• [Work to be completed] Beneath this instruction is a listing; print exactly the lines in it starting at the line that contains "positive clicks: (288, 260) (186, 87)" and going through the line that contains "72L175 263L161 500H331L318".

• [Supplied records]
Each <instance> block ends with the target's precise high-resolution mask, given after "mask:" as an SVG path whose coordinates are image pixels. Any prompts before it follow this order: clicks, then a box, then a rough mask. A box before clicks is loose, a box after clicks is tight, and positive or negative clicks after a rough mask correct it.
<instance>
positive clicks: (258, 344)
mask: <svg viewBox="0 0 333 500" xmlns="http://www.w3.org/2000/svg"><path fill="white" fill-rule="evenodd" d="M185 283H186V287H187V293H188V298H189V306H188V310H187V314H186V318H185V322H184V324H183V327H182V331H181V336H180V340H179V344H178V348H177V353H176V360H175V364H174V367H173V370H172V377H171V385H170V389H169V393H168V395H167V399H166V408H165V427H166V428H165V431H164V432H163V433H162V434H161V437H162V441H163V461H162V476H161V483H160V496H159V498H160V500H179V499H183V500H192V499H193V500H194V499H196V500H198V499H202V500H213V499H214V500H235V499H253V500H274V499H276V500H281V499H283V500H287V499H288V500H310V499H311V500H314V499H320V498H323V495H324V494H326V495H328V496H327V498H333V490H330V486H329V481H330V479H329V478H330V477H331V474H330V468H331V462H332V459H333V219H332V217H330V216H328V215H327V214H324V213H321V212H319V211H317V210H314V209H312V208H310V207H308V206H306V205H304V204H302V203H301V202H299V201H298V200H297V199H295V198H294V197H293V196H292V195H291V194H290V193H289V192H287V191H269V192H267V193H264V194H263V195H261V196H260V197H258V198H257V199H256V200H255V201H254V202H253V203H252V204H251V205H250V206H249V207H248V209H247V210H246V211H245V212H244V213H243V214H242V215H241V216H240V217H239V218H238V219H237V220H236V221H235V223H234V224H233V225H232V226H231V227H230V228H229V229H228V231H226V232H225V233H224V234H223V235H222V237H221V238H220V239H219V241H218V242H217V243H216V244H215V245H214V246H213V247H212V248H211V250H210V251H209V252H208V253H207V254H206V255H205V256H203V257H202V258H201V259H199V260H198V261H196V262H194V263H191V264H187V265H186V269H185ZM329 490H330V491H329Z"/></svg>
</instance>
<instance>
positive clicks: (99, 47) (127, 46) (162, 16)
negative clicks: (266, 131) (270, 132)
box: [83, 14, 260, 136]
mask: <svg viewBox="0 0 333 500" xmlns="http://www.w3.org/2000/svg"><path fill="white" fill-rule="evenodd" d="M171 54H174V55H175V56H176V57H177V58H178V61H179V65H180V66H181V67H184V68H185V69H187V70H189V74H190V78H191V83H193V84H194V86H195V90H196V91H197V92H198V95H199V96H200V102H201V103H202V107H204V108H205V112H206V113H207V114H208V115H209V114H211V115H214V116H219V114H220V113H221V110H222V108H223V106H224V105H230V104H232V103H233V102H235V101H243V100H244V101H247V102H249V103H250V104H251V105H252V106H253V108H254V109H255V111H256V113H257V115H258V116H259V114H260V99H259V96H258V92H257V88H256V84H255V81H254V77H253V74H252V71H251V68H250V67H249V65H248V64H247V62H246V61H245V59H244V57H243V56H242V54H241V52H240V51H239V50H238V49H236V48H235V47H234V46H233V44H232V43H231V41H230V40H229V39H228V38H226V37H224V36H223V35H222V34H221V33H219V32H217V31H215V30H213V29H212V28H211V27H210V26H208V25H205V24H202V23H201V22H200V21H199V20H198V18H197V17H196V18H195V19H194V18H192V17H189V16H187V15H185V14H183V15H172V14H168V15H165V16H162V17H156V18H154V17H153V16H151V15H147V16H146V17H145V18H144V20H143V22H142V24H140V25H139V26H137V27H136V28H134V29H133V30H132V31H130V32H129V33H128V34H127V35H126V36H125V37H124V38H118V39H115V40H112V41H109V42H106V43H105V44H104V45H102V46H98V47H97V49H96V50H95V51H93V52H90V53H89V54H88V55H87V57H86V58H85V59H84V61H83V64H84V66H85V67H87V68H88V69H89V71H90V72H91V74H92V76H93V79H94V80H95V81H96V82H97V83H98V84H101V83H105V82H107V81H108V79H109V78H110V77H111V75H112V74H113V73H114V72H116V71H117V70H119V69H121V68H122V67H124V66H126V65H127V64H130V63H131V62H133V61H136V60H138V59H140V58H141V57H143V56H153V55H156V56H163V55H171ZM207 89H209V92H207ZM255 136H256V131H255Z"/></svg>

...

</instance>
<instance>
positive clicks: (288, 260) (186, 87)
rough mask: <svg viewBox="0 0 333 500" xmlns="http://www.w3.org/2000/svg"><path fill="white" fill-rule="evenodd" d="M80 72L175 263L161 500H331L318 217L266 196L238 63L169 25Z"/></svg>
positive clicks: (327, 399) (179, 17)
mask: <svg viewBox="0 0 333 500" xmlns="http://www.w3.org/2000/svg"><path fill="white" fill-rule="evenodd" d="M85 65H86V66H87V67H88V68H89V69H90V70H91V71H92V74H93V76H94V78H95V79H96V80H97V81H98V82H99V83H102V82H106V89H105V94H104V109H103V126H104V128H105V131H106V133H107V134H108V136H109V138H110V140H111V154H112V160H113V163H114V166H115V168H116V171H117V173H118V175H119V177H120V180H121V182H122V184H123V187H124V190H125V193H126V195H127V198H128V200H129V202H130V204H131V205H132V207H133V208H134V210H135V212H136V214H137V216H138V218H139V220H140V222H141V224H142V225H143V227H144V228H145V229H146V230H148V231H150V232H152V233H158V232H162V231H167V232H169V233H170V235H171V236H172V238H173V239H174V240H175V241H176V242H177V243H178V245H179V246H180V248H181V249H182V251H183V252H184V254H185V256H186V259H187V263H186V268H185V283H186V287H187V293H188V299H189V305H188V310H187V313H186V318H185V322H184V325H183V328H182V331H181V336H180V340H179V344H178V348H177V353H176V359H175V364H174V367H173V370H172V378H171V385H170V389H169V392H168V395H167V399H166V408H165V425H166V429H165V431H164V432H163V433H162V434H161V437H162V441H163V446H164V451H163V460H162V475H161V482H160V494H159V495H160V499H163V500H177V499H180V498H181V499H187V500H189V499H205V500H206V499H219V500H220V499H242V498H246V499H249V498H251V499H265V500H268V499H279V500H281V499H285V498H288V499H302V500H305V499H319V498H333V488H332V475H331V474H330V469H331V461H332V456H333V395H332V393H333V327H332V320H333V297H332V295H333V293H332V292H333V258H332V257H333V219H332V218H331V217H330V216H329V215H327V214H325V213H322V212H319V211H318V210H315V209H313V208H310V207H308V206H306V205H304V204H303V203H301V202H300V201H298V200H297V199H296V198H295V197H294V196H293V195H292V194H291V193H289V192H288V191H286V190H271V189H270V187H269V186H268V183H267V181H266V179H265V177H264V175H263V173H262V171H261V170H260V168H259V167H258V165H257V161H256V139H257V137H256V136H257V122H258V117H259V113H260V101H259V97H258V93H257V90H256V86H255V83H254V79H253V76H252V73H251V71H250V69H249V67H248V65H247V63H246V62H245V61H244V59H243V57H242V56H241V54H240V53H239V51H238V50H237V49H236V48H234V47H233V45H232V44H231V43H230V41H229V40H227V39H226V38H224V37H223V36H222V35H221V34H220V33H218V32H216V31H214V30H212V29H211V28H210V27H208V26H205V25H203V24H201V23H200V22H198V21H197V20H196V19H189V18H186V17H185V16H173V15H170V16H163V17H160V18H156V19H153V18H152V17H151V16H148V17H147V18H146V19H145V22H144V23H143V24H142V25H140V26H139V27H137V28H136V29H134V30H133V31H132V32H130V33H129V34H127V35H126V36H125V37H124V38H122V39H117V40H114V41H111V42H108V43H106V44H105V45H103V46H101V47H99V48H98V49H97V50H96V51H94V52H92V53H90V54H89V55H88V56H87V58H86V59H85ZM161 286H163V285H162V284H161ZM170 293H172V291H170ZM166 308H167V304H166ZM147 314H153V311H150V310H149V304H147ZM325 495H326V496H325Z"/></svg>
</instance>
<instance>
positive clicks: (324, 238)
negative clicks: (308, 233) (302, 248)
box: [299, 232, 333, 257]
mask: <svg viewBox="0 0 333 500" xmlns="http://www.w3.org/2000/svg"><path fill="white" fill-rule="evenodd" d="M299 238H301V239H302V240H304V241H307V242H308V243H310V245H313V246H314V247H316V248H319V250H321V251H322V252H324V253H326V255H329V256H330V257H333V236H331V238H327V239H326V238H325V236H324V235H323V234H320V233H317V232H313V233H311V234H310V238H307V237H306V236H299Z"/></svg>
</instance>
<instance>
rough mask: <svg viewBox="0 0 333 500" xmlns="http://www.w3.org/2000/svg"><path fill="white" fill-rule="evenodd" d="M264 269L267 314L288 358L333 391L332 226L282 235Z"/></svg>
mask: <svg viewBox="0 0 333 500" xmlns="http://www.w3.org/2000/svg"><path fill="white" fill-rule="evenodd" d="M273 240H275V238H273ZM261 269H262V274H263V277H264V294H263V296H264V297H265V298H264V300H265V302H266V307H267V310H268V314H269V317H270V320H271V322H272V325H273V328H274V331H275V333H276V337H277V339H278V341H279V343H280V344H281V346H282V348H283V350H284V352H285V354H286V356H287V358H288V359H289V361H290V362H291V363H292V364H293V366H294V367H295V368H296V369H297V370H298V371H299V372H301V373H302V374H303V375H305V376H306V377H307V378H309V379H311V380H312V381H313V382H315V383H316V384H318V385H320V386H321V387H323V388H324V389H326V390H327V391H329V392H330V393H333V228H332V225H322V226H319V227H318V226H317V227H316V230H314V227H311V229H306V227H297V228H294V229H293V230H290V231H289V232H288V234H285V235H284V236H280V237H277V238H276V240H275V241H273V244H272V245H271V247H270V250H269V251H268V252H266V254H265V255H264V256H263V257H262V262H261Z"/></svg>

• [Answer to the exercise]
positive clicks: (288, 260) (186, 87)
rough mask: <svg viewBox="0 0 333 500" xmlns="http://www.w3.org/2000/svg"><path fill="white" fill-rule="evenodd" d="M80 72L175 263L161 500H331L318 217L266 196L238 63L169 25Z"/></svg>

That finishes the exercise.